● **Extracted data entries**
++++++++++

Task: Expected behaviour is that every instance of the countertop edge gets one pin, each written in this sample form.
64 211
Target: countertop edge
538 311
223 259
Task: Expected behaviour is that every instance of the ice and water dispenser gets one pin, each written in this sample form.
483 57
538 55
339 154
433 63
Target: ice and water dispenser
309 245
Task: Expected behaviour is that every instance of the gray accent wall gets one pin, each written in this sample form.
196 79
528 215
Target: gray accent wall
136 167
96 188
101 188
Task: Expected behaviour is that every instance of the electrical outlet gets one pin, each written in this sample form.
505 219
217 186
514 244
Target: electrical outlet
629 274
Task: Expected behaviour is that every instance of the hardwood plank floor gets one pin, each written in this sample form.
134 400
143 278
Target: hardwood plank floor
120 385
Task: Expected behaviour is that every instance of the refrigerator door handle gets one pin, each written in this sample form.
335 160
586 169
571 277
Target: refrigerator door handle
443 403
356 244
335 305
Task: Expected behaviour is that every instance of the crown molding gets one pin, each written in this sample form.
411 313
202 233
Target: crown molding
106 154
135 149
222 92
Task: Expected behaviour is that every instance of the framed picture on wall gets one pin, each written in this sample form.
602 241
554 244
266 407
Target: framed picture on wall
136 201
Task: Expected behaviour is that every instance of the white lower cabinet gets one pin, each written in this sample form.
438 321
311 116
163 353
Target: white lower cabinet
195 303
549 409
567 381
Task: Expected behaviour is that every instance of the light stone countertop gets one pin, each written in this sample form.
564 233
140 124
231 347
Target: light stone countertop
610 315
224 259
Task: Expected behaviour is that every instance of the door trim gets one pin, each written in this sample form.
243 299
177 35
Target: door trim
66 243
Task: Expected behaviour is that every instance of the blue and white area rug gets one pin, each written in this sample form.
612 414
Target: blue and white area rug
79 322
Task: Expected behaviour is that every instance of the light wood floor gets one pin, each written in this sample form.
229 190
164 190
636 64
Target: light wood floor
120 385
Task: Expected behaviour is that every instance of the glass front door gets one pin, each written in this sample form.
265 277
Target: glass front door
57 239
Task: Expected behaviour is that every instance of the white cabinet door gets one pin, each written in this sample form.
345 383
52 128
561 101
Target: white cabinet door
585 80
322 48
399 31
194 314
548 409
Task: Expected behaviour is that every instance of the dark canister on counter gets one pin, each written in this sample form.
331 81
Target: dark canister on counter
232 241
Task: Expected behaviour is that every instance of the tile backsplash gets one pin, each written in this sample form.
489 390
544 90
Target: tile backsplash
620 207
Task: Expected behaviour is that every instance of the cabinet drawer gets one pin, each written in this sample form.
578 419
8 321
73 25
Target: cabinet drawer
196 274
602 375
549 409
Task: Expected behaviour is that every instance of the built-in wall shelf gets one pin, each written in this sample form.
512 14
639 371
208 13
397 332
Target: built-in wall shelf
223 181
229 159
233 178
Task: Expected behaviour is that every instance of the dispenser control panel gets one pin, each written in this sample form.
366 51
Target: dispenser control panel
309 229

++++++++++

● **WHAT YOU WILL DO**
Copy every item above word for word, keeping each line in its original order.

● **ANSWER TO THE EXERCISE**
Task: Expected behaviour is that every instance of the countertop edge gets one pin, each written in this sample form.
64 211
Target: countertop edge
538 311
223 259
Task: Expected behaviour is that every instance of the ice and water dispenser gets one pin, each written in this sample form.
483 57
538 55
339 154
433 63
Target: ice and water dispenser
309 245
Task: Expected behaviour is that every instance of the gray accent wall gets one pin, each written in this sample form.
196 79
528 215
Target: gray accent wall
136 167
96 188
101 188
Task: Expected behaviour is that every instance of the electrical outlet gets one pin, each written in this sample form.
505 219
217 186
514 244
Target: electrical outlet
629 274
Task: Expected behaviour is that every instance of the hardwood plank floor gets one pin, each written in this sample form.
134 400
143 278
Target: hardwood plank floor
120 385
Task: Expected behaviour is that every instance of the refrigerator door handle gets one pin, each written in this sample form.
335 160
586 169
571 277
Target: refrigerator door handle
443 403
356 244
335 305
Task: Expected behaviour is that every instance of the crown molding gets one pin, each written in this sample form.
411 313
202 233
Target: crown molding
106 154
135 149
222 92
Task: Expected behaviour is that every instance of the framed picture on wall gets one pin, each written in this sample form.
602 241
554 244
266 407
Target: framed picture on wall
136 201
Task: Expected behaviour is that every instance of the white lower cabinet gets one pin, each written in this sample form.
438 321
311 116
163 353
Target: white lower cabinet
195 303
549 409
567 381
Task: Expected behaviour is that every instance of the light stone countertop gets one pin, each written in this sample form.
564 233
140 124
231 347
Target: light stone countertop
610 315
224 259
Task: Expected behaviour is that every instance of the door trim gets one pin, each written in this sample form.
243 299
177 35
Target: door trim
66 243
Task: Expected behaviour is that every instance of the blue and white area rug gets one pin, each written in this sample form.
612 414
Target: blue and white area rug
79 322
Task: Expected behaviour is that every instance of the light wood floor gets one pin, each written in this sample form.
229 190
164 190
636 64
Target: light wood floor
120 385
Task: Expected behaviour is that every instance of the glass front door gets one pin, each written in this sample form.
265 277
Target: glass front door
57 239
Task: Expected behaviour is that every instance of the white cabinet door gets one pin, each written in this sample form.
345 383
52 128
561 101
Target: white cabinet door
585 80
322 48
399 31
194 314
548 409
Task: Expected behaviour is that every instance of the dark canister on counter gets one pin, each written in this sample form.
331 81
Target: dark canister on counter
232 241
Task: Expected behaviour is that every instance of the tile backsplash gets one pin, each written in this sample form.
489 390
544 90
Target: tile backsplash
620 207
Task: Expected behaviour is that every instance of the cabinet drawer gets one pin, each written in this sample form.
578 419
8 321
73 25
Target: cabinet drawer
196 274
602 375
549 409
Task: Expected behaviour is that every instance of the built-in wall shelf gets one pin, each written in this sample form.
512 14
639 371
208 13
397 332
Target: built-in wall shelf
223 181
229 159
233 178
Task: Expected behaviour is that every instance of the dispenser control panel gets one pin, each written in this sample form.
366 51
Target: dispenser control panel
309 229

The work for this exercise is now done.